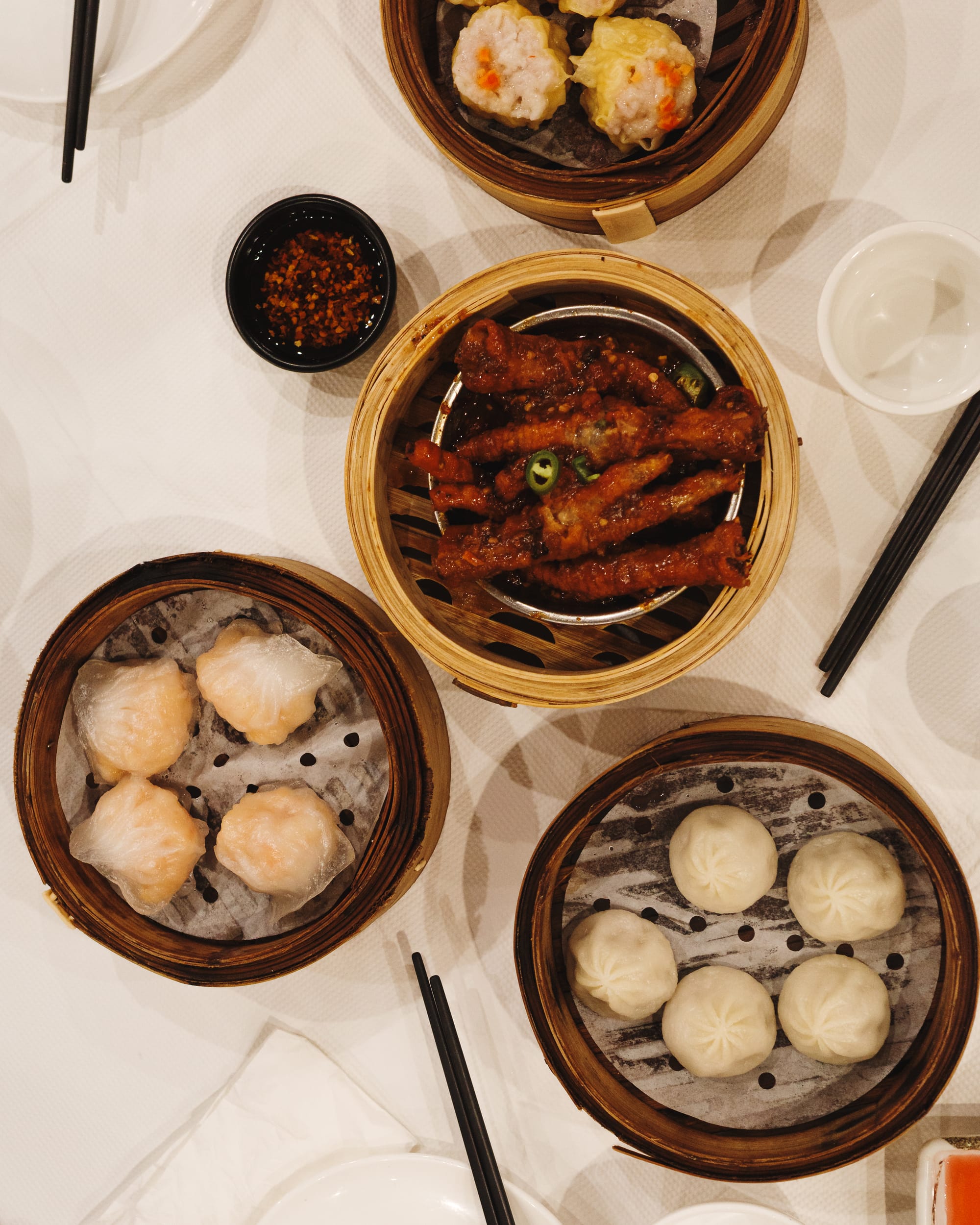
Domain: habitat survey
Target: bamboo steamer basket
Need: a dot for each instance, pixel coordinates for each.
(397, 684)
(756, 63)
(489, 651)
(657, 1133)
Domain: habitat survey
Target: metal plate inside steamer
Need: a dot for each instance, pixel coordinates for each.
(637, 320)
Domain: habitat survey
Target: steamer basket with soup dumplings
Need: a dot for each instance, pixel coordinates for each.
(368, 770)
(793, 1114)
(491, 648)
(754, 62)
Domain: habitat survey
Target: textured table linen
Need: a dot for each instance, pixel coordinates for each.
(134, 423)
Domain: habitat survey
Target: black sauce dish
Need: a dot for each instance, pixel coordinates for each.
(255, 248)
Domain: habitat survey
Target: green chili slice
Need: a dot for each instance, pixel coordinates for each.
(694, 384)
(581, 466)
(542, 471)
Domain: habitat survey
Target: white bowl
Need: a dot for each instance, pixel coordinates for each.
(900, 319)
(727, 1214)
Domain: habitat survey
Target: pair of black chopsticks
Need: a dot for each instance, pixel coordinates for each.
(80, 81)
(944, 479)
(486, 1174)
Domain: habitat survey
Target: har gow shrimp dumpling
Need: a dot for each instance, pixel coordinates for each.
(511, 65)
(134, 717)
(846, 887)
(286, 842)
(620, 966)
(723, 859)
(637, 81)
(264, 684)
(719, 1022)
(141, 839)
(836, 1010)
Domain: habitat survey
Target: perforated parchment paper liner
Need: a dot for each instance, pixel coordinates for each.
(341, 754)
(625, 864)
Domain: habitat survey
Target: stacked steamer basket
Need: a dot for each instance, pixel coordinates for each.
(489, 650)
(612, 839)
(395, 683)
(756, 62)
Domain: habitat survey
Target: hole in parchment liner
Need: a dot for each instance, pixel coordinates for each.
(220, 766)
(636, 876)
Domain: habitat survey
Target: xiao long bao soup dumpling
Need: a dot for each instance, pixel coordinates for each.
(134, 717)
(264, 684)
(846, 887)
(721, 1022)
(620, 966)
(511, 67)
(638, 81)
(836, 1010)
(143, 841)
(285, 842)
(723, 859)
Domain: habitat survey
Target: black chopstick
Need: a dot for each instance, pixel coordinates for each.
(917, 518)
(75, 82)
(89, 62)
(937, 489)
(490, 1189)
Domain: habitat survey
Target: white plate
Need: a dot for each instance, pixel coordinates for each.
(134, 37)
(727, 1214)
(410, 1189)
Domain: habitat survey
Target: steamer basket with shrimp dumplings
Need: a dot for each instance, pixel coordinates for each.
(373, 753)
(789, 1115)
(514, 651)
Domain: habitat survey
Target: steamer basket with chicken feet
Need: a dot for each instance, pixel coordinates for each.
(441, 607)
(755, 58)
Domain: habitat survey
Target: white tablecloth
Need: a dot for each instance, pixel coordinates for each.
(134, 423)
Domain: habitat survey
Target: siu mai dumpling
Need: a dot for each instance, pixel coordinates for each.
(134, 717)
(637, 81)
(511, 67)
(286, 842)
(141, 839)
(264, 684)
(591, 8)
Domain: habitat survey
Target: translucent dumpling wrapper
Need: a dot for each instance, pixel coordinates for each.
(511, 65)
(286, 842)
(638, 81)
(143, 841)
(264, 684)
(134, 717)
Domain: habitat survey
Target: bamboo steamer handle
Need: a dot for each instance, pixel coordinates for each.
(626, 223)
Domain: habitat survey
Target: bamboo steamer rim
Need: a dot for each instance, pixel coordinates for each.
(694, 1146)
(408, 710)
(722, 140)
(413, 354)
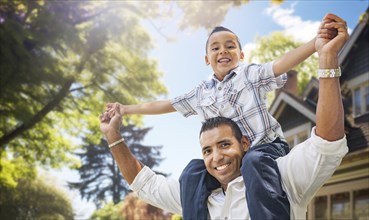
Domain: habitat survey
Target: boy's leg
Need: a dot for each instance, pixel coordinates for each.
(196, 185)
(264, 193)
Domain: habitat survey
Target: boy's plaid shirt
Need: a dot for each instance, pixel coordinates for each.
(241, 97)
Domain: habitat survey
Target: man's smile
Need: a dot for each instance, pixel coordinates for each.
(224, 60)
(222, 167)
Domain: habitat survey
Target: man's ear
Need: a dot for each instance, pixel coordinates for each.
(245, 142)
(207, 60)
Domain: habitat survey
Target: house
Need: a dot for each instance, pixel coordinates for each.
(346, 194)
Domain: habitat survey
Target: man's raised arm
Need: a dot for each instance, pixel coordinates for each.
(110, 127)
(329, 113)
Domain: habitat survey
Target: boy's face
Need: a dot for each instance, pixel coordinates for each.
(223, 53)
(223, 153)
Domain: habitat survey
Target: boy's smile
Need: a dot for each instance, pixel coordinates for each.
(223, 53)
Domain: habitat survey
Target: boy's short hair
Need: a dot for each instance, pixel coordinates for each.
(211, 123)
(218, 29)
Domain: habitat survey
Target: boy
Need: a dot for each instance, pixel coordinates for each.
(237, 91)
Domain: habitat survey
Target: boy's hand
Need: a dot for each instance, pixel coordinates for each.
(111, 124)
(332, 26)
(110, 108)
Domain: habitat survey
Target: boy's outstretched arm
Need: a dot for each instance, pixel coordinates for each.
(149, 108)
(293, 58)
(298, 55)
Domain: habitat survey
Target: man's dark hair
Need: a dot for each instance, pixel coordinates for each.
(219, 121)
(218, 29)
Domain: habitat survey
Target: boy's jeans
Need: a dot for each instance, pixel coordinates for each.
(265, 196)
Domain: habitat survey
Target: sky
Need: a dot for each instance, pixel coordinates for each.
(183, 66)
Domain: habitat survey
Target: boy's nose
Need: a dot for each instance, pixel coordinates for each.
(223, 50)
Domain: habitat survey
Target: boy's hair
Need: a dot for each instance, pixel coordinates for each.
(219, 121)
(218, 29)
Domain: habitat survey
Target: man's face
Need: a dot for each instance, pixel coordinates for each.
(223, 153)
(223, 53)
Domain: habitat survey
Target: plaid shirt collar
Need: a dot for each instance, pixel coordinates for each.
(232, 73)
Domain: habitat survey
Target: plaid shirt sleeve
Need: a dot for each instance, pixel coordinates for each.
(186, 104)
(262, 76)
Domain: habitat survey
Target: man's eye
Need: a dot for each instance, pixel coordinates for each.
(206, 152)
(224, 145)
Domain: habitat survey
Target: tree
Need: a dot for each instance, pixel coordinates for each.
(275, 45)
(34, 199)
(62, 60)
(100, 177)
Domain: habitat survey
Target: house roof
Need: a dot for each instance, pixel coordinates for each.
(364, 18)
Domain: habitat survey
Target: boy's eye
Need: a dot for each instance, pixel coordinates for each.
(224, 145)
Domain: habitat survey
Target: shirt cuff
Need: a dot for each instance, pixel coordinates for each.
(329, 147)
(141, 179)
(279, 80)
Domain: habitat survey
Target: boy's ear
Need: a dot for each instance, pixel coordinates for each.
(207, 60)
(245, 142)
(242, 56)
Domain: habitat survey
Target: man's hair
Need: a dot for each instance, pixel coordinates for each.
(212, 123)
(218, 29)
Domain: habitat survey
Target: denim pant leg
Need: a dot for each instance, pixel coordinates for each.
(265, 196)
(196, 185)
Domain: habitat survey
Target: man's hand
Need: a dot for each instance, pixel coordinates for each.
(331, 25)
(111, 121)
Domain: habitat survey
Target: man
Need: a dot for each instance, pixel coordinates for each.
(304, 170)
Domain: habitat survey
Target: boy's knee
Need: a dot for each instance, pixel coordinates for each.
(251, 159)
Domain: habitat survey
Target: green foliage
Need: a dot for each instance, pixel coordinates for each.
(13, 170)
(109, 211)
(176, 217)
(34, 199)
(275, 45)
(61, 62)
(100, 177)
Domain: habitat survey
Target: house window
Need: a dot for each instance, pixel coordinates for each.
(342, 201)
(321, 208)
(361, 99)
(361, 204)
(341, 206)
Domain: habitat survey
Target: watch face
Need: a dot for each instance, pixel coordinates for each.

- Request -
Leave the images out, please, and restate each line word for word.

- Reply to the task -
Domain: habitat survey
Target: bamboo steamer basket
Need: a dot for each instance, pixel coordinates for each.
(397, 684)
(756, 63)
(489, 651)
(657, 1133)
Domain: habitat survey
Target: metal plate inside steamer
Need: a dot for each instance, pixel coordinates for each.
(637, 320)
Domain: habitat survey
Target: steamer basket with soup dumplings
Need: a dot for each instance, pixel coordinates for each.
(368, 770)
(793, 1114)
(491, 648)
(754, 62)
Domain: habitat survey
Target: textured table linen
Need: a dot for each instance, pixel coordinates for each.
(134, 423)
Domain: habitat survey
Target: black sauce dish
Need: a dot for each instance, pixel coordinates for each.
(255, 248)
Domain: habitat survey
Target: green chili slice
Need: a dot for each instance, pixel coordinates for each.
(694, 384)
(581, 466)
(542, 471)
Domain: habitat survey
Target: white bowl
Need: a dot for each instance, pixel coordinates for each.
(900, 319)
(727, 1214)
Domain: habitat survey
Target: pair of black chopsticks
Need: a dot for each instance, pixel coordinates for each.
(80, 81)
(944, 479)
(486, 1174)
Domain: habitat survey
Target: har gow shrimp dumpling
Need: a dot for each instance, pixel coordinates for each.
(511, 65)
(134, 717)
(846, 887)
(286, 842)
(620, 966)
(723, 859)
(637, 81)
(264, 684)
(719, 1022)
(141, 839)
(836, 1010)
Domain: habitat survey
Target: perforated parchment paper liner
Need: a dot for each instance, pixel coordinates for each.
(341, 754)
(625, 864)
Domain: habitat survey
Target: stacked steamer basket
Need: a dot for each instance, pixel coordinates for each.
(489, 650)
(612, 839)
(395, 683)
(756, 62)
Domain: habitat survey
Target: hole in parchment liner
Need: a dot for each instance, pixel coordinates for each.
(220, 766)
(636, 876)
Domain: habitat survey
Target: xiao long bao soup dumpling
Need: a dot for each instance, pixel coordinates for each.
(134, 717)
(264, 684)
(846, 887)
(721, 1022)
(620, 966)
(511, 67)
(638, 81)
(836, 1010)
(143, 841)
(285, 842)
(723, 859)
Domain: habitat survey
Target: black chopstick
Need: a dot for each instance, pixel coordinates for each.
(917, 518)
(75, 82)
(89, 62)
(937, 489)
(490, 1189)
Domain: habitat survey
Target: white plate
Need: a dot for each instance, pixel coordinates for each.
(134, 37)
(727, 1214)
(410, 1189)
Domain: habitat survey
Target: steamer basket with shrimp dumplings
Need: a dot for each instance, pixel coordinates for each.
(373, 753)
(789, 1115)
(514, 651)
Domain: habitat survey
Target: steamer basket with chicken feet
Need: a dot for each instance, pixel coordinates for each.
(441, 607)
(755, 58)
Domain: habitat survey
Target: white tablecloth
Need: a dot for each instance, pixel coordinates for each.
(134, 423)
Domain: habitat survey
Target: siu mai dumpling
Need: a dot for each instance, pixel coordinates for each.
(134, 717)
(637, 81)
(511, 67)
(286, 842)
(141, 839)
(264, 684)
(591, 8)
Domain: habitat survey
Target: translucent dumpling wrapper
Need: a dot for each instance, pixel coordinates for each.
(511, 65)
(286, 842)
(638, 81)
(143, 841)
(264, 684)
(134, 717)
Domain: habitat survey
Target: bamboo steamer handle
Need: a dot for each instance, pixel coordinates for each.
(626, 223)
Domain: habitat survey
Target: bamboo steamer rim
Need: a dot for each instance, pixel coordinates for each.
(694, 1146)
(408, 710)
(722, 140)
(413, 354)
Domain: habitat survey
Target: boy's leg
Need: a dot for each instance, pixel coordinates for each.
(196, 185)
(264, 193)
Domain: habitat survey
Target: boy's plaid shirt
Need: a dot for each instance, pixel coordinates for each.
(241, 97)
Domain: habitat survey
Target: man's smile
Need: a dot for each instance, pixel coordinates for each.
(224, 60)
(222, 167)
Domain: habitat survey
Target: man's ear
Need: a dot for each instance, pixel coordinates for each.
(245, 142)
(207, 60)
Domain: habitat survey
Target: house
Need: a dot for each instance, pixel coordinates for each.
(346, 194)
Domain: habitat survey
Target: man's raised arm
Need: a dot for each instance, pixel coordinates for each.
(110, 127)
(329, 113)
Domain: habitat survey
Target: boy's face
Need: a dot for each instance, pixel coordinates for each.
(223, 53)
(223, 153)
Domain: habitat survey
Target: boy's smile
Need: a dot for each instance, pixel coordinates for each.
(223, 53)
Domain: habitat survey
Target: boy's short hair
Need: a dot for each instance, pixel coordinates for each.
(211, 123)
(218, 29)
Domain: habitat survey
Target: boy
Need: a dot for each instance, pixel coordinates for each.
(237, 91)
Domain: habitat survey
Target: boy's hand
Need: a dot for each instance, pixel coordinates for each.
(111, 124)
(332, 26)
(110, 108)
Domain: habitat survey
Target: boy's outstretched arm
Need: a dot for each instance, pixel coordinates for each.
(149, 108)
(293, 58)
(298, 55)
Domain: habitat survey
Target: man's dark hair
Need: a dot for each instance, pixel coordinates for each.
(219, 121)
(218, 29)
Domain: habitat survey
Target: boy's jeans
Need: a dot for each instance, pixel coordinates for each.
(265, 196)
Domain: habitat survey
Target: sky
Need: a dot for each instance, pixel coordinates for each.
(183, 66)
Domain: habitat survey
Target: boy's nose
Need: a dot for each instance, pixel coordinates for each.
(223, 50)
Domain: habitat survey
Target: boy's hair
Need: a dot for each instance, pixel coordinates for each.
(219, 121)
(218, 29)
Domain: habitat survey
Target: man's face
Need: a dot for each instance, pixel coordinates for each.
(223, 153)
(223, 53)
Domain: habitat survey
Target: plaid shirt collar
Need: a dot for each instance, pixel coordinates for each.
(232, 73)
Domain: habitat survey
Target: plaid shirt sleeve
Need: a dot for each instance, pixel coordinates for each.
(186, 104)
(262, 76)
Domain: habitat survey
Target: man's eye
Need: a dot for each instance, pixel coordinates for each.
(206, 152)
(224, 145)
Domain: habitat survey
Target: tree
Need: a dot for each instance, pixel coordinates for each.
(275, 45)
(34, 199)
(62, 60)
(100, 177)
Domain: habitat survey
Target: house roof
Need: a dot for each instance, pixel coordinates for each.
(364, 18)
Domain: habitat survey
Target: boy's eye
Need: a dot for each instance, pixel coordinates for each.
(224, 145)
Domain: habitat survey
Target: shirt cuff
Need: a dot for each instance, pixel coordinates for each.
(329, 147)
(141, 179)
(279, 80)
Domain: habitat survey
Target: boy's ear
Need: a dot for each instance, pixel coordinates for each.
(207, 60)
(245, 142)
(242, 56)
Domain: habitat survey
Target: man's hair
Need: a dot for each instance, pixel coordinates for each.
(212, 123)
(218, 29)
Domain: habitat survey
Target: denim pant leg
Need: a dot for each instance, pixel coordinates for each.
(265, 196)
(196, 185)
Domain: habitat survey
Target: man's hand
Need: a dot for each instance, pixel coordinates for each.
(331, 25)
(111, 121)
Domain: habitat survey
Target: man
Need: a dot for each instance, pixel coordinates for each.
(304, 170)
Domain: habitat survey
Target: boy's knee
Need: a dot for each instance, pixel coordinates for each.
(251, 159)
Domain: habitat survey
Target: green foliage
Need: a dot for each instance, pixel coordinates for each.
(13, 170)
(109, 211)
(176, 217)
(34, 199)
(275, 45)
(61, 62)
(100, 177)
Domain: habitat survey
Target: house window
Need: a dot for each instance, pixel coordinates for each.
(342, 201)
(321, 208)
(361, 99)
(361, 204)
(341, 206)
Domain: habitat survey
Target: watch face
Need: a dot for each instance, pixel coordinates for each.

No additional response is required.